- **EXERCISE TEXT**
------------------------------------------------------------

Fig 2: The left panel plots both the effective area curves for the UV filters and an ATLAS9 synthetic M6 V spectrum. The right panel shows the wavelength distribution of photons, as a fraction of the total, detected through each filter. For cool stellar sources, the bluest UVW2 filter has a better optical response than the UVM2 filter, explaining the turnover in the UV colour-colour distribution.
Extragalactic models and standard spectra have been included in the lower panels of figure 1. Using these particular combinations of colours, the optical set provide a more sensitive diagnostic for discriminating Galactic from Extragalactic sources, in the absence of dust and cosmological expansion.
The observed colour-colour distributions are broader than those of the combined models and standard sources caused in part to photometric measurement uncertainty. Also we have yet to consider source reddening due to dust within our galaxy. In figure 3 we take the logg = 5.0 stellar sequence from the ATLAS9 models and extinguish them with increasing columns of Galactic dust content before folding the spectra through the XMM-OM effective area curves.
Fig 3: Colours from the ATLAS9 stellar spectra reddened by varying columns of Galactic dust. Spectral extinction coefficients are taken from Pei (1992), with Rv = 3.08.
UVM2−UVW1 colours naturally tend towards the red as dust extinction increases. UVW2−UVM2 colours however evolve towards the blue with increased redenning. This is a consequence of the broad 2175 graphite feature in the Galactic extinction curve. Due to the intrinsically red nature of cool stars there is degeneracy in the UV colours between M dwarfs and e.g. highly redenned G stars, a degeneracy which does not exist in optical colours, highlighting the importance of associated optical observations.
Figure 3 takes the family of cold elliptical galaxy models from Rocca-Volmerange and Guiderdoni (1988) and rebins the spectra to discrete redshifts out to z = 0.5. The absence of far-UV information for the oldest elliptical populations prevents us from extending the models accurately to higher redshifts.

------------------------------------------------------------

- **LISTED RECORDS**
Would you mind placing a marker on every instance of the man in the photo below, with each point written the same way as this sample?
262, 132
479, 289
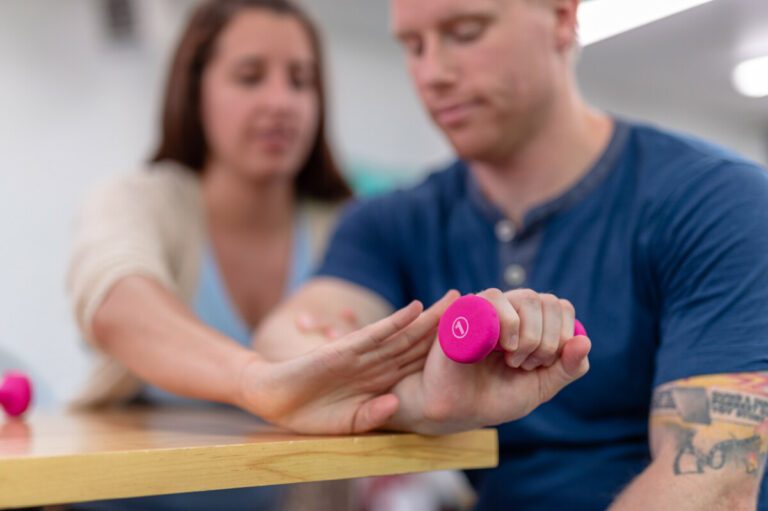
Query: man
659, 242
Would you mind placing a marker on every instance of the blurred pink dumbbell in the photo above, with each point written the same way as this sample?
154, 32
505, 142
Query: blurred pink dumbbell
15, 393
469, 330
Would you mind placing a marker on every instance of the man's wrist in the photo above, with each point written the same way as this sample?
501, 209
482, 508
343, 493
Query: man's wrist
250, 368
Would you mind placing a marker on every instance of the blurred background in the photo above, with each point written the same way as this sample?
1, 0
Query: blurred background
81, 81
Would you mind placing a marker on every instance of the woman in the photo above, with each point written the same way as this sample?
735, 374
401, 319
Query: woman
175, 266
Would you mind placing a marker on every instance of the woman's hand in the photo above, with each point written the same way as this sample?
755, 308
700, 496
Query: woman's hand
344, 387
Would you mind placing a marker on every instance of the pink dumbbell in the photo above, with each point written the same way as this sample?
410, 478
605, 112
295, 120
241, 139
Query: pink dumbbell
469, 330
15, 393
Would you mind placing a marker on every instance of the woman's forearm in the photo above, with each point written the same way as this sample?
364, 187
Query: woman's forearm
155, 336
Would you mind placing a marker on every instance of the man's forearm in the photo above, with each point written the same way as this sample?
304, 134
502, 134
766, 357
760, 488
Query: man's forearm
709, 440
658, 487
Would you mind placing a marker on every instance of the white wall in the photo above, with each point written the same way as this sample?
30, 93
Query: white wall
75, 108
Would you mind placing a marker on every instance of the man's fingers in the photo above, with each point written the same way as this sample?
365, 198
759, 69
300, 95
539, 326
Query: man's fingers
529, 308
572, 364
509, 320
552, 321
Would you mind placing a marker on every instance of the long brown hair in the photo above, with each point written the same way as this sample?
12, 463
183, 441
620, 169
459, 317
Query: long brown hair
183, 140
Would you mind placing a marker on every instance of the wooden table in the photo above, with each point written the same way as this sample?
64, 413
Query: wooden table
66, 457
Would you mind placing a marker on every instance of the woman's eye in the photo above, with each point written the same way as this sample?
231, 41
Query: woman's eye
411, 45
302, 80
249, 80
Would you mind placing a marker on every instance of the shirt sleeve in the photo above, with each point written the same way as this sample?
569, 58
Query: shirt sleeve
710, 256
364, 249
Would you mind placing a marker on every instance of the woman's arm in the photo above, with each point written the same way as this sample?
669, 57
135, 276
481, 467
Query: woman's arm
154, 335
341, 387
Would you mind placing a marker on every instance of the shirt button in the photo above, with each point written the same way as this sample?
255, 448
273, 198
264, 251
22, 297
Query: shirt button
514, 275
505, 231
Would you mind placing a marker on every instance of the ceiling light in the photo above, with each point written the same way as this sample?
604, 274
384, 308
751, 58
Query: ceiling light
601, 19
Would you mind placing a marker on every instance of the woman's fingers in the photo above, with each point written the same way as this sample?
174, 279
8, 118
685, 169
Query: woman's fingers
375, 334
413, 337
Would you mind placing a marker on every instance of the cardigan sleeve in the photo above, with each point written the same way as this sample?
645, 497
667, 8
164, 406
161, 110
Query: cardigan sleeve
124, 228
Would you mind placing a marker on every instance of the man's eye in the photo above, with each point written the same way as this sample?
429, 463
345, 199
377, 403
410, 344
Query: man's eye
412, 46
467, 31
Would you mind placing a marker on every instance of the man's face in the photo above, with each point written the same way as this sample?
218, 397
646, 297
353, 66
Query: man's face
486, 70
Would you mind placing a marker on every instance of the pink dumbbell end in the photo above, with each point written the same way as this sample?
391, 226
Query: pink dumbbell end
469, 330
15, 393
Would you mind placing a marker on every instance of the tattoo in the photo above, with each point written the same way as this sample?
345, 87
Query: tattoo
717, 422
690, 460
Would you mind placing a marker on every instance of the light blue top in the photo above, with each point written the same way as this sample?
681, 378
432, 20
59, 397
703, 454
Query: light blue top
213, 304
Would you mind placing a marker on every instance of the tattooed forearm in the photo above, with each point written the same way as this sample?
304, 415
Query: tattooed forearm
716, 422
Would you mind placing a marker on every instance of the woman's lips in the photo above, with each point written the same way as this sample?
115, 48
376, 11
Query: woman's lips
455, 113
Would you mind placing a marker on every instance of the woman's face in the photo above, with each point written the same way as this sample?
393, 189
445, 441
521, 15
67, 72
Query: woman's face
259, 98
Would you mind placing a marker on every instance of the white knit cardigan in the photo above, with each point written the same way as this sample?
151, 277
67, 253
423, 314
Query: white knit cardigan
149, 223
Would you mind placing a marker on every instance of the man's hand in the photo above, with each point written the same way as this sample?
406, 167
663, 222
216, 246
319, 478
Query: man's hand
447, 397
344, 386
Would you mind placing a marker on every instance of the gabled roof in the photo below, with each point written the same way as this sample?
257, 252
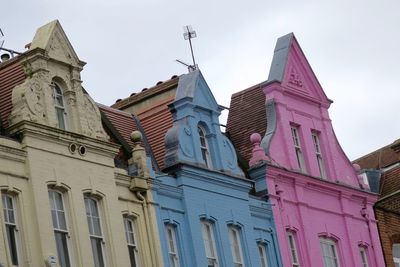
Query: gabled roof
378, 159
151, 108
247, 115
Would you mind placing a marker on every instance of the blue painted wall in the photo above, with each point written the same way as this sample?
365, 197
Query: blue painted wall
192, 191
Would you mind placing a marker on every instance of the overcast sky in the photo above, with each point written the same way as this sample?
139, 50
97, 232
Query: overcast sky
352, 46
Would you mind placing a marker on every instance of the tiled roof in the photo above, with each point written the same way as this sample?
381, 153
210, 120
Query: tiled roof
378, 159
247, 115
11, 75
154, 115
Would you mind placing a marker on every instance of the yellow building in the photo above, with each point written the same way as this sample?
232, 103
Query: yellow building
64, 201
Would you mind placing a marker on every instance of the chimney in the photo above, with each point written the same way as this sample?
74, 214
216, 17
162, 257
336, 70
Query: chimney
5, 57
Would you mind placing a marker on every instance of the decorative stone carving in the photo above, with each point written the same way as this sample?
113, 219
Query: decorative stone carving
28, 100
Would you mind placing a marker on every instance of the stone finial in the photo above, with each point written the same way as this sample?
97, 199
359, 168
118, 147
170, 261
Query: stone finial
258, 154
138, 162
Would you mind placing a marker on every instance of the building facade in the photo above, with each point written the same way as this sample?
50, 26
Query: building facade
323, 208
64, 201
205, 212
386, 161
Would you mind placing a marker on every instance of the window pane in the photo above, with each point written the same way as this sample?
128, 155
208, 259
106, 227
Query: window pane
12, 244
97, 252
62, 249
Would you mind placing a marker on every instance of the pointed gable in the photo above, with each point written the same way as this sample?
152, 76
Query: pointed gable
52, 38
291, 69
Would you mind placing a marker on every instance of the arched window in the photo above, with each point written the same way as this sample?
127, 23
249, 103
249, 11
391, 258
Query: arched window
205, 153
60, 225
59, 105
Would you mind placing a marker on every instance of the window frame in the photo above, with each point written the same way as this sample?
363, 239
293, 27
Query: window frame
333, 247
293, 250
14, 254
297, 147
60, 109
99, 239
173, 250
318, 154
235, 240
57, 230
364, 256
211, 244
263, 254
131, 235
204, 146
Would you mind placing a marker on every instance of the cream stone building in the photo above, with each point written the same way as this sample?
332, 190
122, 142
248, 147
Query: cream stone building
64, 201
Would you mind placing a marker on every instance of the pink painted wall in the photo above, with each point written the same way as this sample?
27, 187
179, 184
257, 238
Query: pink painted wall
336, 207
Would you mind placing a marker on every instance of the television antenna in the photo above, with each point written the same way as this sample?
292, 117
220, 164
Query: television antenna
189, 34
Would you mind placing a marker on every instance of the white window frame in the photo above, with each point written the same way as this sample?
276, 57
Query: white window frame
59, 104
332, 258
318, 154
55, 213
364, 256
204, 146
297, 146
173, 252
292, 244
97, 237
396, 260
207, 229
236, 246
11, 224
131, 240
263, 253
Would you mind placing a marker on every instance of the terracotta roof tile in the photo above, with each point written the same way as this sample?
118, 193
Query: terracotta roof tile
378, 159
11, 75
247, 115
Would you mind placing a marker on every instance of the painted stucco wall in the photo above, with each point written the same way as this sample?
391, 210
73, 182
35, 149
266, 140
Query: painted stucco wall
217, 192
309, 205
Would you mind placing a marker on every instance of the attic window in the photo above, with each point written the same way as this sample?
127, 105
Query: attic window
59, 106
204, 146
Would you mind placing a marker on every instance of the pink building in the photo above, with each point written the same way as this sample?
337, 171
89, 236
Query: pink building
322, 208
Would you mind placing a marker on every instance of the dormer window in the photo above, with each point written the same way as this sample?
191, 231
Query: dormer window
318, 155
297, 146
204, 146
59, 105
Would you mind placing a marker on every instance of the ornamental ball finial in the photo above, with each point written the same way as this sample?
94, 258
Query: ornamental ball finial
255, 138
136, 136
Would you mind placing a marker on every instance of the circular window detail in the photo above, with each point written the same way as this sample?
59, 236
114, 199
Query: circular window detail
72, 148
82, 150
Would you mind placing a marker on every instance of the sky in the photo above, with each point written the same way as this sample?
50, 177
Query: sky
352, 46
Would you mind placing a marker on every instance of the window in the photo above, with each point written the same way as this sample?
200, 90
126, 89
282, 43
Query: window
172, 246
293, 249
131, 240
60, 227
59, 105
396, 254
262, 251
204, 146
236, 246
10, 222
297, 146
209, 244
95, 233
318, 154
364, 257
329, 252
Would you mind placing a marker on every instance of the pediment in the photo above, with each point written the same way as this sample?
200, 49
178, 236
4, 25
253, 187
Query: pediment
52, 38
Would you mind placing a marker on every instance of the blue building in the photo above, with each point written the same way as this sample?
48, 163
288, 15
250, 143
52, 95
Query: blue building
206, 212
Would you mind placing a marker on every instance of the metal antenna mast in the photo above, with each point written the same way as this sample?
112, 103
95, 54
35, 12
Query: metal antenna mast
188, 34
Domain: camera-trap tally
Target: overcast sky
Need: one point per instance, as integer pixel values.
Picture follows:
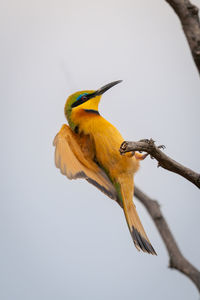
(63, 239)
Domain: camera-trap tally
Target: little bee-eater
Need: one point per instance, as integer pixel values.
(89, 148)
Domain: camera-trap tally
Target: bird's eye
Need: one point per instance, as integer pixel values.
(84, 97)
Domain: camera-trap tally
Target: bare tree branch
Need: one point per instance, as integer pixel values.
(163, 160)
(177, 260)
(188, 16)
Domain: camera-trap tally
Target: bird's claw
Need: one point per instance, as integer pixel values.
(161, 147)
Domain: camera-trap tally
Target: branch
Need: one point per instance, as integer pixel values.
(163, 160)
(177, 260)
(188, 15)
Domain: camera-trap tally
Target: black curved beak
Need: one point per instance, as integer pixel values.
(106, 87)
(99, 92)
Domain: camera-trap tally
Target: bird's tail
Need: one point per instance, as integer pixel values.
(138, 234)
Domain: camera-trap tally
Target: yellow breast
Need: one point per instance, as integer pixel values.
(107, 141)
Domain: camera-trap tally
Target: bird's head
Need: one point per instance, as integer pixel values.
(86, 99)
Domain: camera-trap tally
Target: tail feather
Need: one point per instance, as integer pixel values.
(138, 234)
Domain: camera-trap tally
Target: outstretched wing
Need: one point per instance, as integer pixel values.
(74, 157)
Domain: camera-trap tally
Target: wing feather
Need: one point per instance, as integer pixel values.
(74, 158)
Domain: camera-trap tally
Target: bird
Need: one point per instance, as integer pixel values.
(89, 148)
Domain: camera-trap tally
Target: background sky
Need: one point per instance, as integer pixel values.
(64, 239)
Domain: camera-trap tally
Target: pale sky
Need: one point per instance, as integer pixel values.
(63, 239)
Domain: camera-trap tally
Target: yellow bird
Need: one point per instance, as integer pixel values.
(89, 148)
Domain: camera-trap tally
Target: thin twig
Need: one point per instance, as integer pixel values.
(163, 160)
(176, 259)
(188, 16)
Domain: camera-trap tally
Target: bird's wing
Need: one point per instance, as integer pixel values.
(72, 157)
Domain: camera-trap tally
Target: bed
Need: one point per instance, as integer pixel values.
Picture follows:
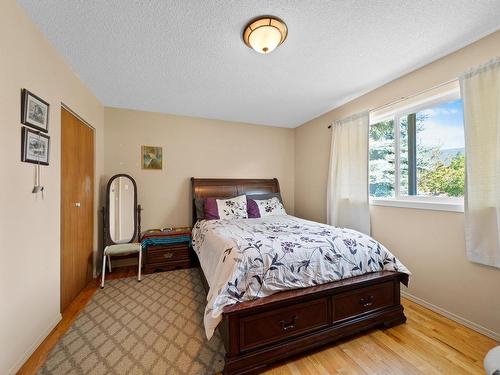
(259, 331)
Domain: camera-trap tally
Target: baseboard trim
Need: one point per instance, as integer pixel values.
(35, 345)
(474, 326)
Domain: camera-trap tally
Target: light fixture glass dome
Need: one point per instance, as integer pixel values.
(265, 33)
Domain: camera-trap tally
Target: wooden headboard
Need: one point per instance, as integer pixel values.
(230, 187)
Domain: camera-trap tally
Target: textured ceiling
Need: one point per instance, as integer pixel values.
(187, 57)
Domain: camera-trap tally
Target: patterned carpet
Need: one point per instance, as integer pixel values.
(151, 327)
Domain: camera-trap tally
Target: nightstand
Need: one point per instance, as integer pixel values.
(166, 250)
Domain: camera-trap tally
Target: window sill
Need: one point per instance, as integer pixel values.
(418, 204)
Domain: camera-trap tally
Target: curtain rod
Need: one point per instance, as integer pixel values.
(403, 98)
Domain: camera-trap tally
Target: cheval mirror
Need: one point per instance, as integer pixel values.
(121, 221)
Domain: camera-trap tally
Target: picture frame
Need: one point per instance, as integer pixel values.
(152, 157)
(34, 111)
(35, 146)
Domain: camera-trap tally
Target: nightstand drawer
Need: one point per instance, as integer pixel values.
(167, 254)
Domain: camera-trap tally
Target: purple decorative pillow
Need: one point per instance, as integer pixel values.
(210, 210)
(252, 209)
(226, 208)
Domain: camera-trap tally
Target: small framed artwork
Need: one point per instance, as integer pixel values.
(34, 111)
(152, 157)
(34, 147)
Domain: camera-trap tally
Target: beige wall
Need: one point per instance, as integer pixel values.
(30, 226)
(430, 243)
(193, 147)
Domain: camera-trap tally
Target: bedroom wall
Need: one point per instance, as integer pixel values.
(30, 226)
(430, 243)
(193, 147)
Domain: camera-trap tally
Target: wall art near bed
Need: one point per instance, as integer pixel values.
(34, 111)
(152, 157)
(34, 147)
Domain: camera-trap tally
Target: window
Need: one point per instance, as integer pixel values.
(417, 150)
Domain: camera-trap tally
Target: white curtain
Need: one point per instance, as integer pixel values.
(347, 192)
(480, 88)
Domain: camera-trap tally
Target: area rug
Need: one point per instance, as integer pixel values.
(151, 327)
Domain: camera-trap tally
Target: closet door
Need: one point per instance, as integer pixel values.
(77, 206)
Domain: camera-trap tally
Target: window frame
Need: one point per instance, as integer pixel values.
(455, 204)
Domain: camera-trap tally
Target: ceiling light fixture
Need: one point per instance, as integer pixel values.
(265, 33)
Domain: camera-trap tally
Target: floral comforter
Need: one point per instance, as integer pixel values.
(244, 259)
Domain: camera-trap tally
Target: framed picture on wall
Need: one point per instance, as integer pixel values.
(34, 147)
(34, 111)
(152, 157)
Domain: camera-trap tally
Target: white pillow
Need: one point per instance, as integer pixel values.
(232, 208)
(270, 207)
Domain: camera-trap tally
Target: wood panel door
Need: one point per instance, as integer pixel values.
(77, 206)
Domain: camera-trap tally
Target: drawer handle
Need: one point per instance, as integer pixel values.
(366, 301)
(286, 326)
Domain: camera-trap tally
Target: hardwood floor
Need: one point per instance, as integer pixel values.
(427, 344)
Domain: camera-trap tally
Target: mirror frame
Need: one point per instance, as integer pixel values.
(107, 235)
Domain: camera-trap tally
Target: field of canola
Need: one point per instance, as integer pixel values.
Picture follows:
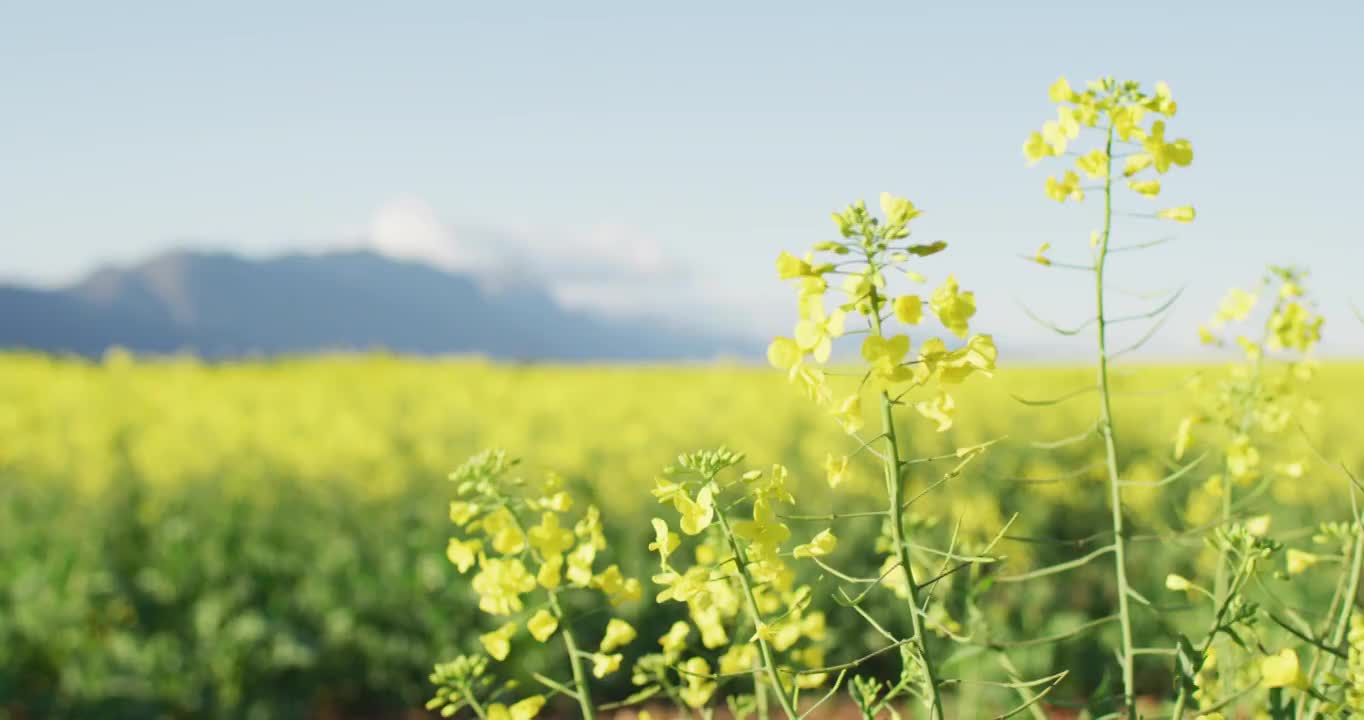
(266, 539)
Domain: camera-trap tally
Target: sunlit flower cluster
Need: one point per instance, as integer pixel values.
(738, 587)
(519, 544)
(861, 261)
(1132, 128)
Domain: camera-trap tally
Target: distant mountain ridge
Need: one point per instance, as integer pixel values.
(217, 304)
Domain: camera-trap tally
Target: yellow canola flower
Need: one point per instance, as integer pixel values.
(1145, 187)
(909, 308)
(836, 469)
(1282, 670)
(850, 413)
(580, 565)
(790, 267)
(898, 210)
(952, 307)
(1035, 147)
(550, 572)
(885, 357)
(618, 588)
(956, 366)
(739, 657)
(1127, 122)
(1299, 562)
(606, 664)
(549, 537)
(503, 531)
(618, 634)
(1164, 154)
(525, 709)
(699, 686)
(696, 514)
(674, 641)
(1093, 164)
(499, 584)
(1183, 437)
(940, 409)
(589, 528)
(463, 512)
(1136, 164)
(542, 625)
(463, 554)
(1067, 188)
(663, 540)
(764, 532)
(1243, 460)
(684, 587)
(1055, 137)
(1162, 102)
(498, 642)
(1177, 214)
(821, 544)
(816, 330)
(786, 353)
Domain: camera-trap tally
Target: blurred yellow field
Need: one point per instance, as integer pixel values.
(236, 487)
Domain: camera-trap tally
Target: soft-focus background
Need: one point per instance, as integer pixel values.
(272, 270)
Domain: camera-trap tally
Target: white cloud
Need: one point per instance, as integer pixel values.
(611, 266)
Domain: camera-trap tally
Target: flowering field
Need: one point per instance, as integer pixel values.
(902, 527)
(202, 539)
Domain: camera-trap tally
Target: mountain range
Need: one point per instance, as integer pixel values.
(218, 304)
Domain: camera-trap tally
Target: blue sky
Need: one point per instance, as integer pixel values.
(648, 157)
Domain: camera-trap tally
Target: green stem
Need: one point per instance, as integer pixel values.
(760, 698)
(1110, 445)
(756, 617)
(1237, 578)
(580, 678)
(895, 488)
(473, 704)
(1342, 625)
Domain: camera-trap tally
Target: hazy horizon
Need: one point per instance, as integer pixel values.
(654, 161)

------------------------------------------------------------

- **QUESTIONS ON THE MATERIAL**
1: Repeat the passage on stellar and galaxy colors between "Fig 2: The left" and "and cosmological expansion.", inclusive.
2: Summarize the passage on stellar and galaxy colors in three sentences.

- **SOLVED TASKS**
1:
Fig 2: The left panel plots both the effective area curves for the UV filters and an ATLAS9 synthetic M6 V spectrum. The right panel shows the wavelength distribution of photons, as a fraction of the total, detected through each filter. For cool stellar sources, the bluest UVW2 filter has a better optical response than the UVM2 filter, explaining the turnover in the UV colour-colour distribution.
Extragalactic models and standard spectra have been included in the lower panels of figure 1. Using these particular combinations of colours, the optical set provide a more sensitive diagnostic for discriminating Galactic from Extragalactic sources, in the absence of dust and cosmological expansion.

2: For cool stellar sources, the UVW2 filter has a better optical response than the UVM2 filter, which explains the turnover in the UV color-color distribution. The optical colors give a more sensitive diagnostic for telling Galactic from Extragalactic sources when dust and cosmological expansion are absent. Increasing Galactic dust turns UVM2−UVW1 colors redder but UVW2−UVM2 colors bluer because of the broad 2175 graphite feature in the Galactic extinction curve, and since cool stars are intrinsically red, M dwarfs and highly reddened G stars can share UV colors, a degeneracy absent in optical colors that makes associated optical observations important.